Task brief
Read the data below line by line and state how many lines hold "find". Nothing else belongs in the answer.
Source data START
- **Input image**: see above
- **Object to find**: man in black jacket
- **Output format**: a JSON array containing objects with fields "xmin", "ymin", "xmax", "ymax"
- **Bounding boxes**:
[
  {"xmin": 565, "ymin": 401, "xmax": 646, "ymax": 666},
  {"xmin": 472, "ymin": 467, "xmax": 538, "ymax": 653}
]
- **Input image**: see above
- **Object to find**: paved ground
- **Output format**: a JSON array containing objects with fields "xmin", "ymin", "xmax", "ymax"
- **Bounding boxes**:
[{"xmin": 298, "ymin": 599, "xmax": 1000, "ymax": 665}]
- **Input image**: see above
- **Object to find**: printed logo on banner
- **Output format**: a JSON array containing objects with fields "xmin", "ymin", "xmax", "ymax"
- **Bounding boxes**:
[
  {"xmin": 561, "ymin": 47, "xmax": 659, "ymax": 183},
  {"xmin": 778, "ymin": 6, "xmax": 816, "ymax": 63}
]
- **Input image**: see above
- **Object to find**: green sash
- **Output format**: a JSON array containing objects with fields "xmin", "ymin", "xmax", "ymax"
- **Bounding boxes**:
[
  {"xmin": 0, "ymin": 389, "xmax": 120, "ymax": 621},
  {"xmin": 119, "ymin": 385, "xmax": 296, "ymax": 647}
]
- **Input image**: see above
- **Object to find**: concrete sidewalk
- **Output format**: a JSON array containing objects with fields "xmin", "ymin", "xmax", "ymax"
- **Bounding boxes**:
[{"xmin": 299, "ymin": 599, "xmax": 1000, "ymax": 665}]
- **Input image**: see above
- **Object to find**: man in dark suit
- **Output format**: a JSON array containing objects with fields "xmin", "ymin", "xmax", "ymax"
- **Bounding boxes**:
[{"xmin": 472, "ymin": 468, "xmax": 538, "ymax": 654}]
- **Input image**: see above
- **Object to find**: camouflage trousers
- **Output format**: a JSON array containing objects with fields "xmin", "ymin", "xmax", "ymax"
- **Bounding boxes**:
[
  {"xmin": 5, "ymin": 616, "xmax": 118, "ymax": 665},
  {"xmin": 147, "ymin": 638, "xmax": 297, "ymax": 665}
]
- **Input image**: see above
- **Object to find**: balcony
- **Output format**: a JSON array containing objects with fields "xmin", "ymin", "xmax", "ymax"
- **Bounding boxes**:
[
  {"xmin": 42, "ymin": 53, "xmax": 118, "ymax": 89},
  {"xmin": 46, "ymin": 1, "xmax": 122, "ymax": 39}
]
Source data END
Output of the task
8